## Description of the task
Look at the entries below and restate word for word the lines from the first through the one that has "Spot the flower".

*** Opening Given records ***

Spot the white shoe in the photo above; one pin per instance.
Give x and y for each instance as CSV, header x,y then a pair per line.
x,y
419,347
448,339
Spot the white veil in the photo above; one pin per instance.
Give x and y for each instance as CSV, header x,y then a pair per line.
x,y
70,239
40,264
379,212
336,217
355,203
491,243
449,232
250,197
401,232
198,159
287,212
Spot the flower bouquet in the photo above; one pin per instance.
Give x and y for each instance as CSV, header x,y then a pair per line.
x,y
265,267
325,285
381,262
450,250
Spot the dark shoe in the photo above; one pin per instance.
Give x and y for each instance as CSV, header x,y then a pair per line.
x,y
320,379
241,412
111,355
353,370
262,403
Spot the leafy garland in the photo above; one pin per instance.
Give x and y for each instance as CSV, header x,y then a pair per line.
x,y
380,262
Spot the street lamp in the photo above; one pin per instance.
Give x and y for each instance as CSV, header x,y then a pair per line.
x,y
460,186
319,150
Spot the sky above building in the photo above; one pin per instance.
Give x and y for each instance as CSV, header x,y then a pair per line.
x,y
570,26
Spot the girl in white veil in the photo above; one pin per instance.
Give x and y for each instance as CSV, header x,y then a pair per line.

*** Closing Given records ***

## Solution to this task
Spot the white shoe in the photo above; one pin per instance.
Give x and y for each instance as CSV, header x,y then a pair per line.
x,y
419,347
448,339
Spot the white veil in the photo above; one pin per instance.
Give x and y for each instance as CSV, header x,y then a pair per line.
x,y
70,239
40,264
379,212
336,217
355,203
491,243
449,232
250,197
401,232
198,159
287,212
Spot the flower bouquet in the photo above; one pin per instance.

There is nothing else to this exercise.